▶ _TASK DETAILS_
Look below for the line that contains "# mark the clear", then quote it and all the lines after it, exactly, with the pictures left out.

Stored data entries:
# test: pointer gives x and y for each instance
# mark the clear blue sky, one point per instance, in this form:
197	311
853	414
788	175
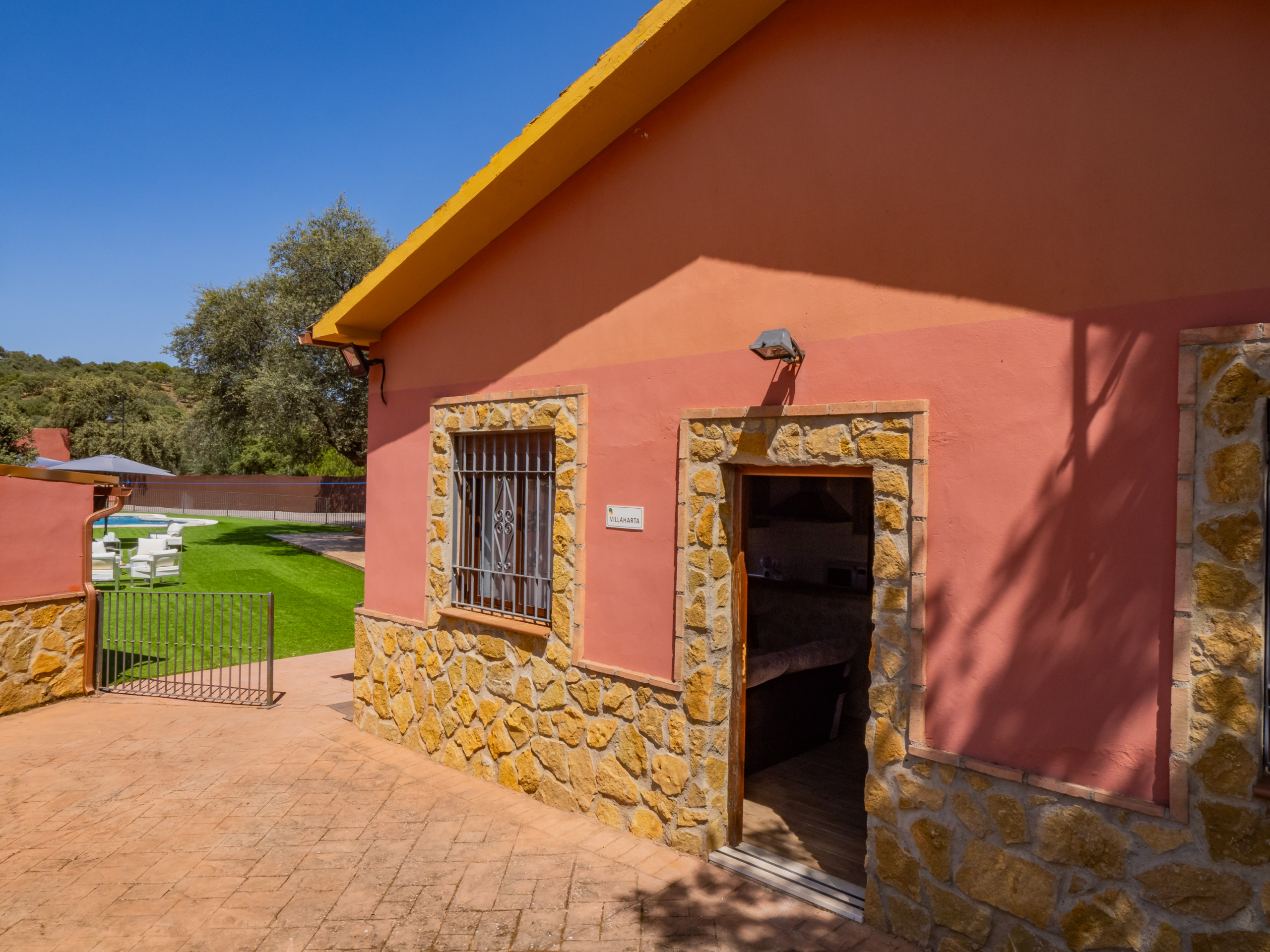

▶ _EXERCISE RESPONSE_
# mark the clear blue sky, one point per instance, in this form:
197	311
853	414
788	175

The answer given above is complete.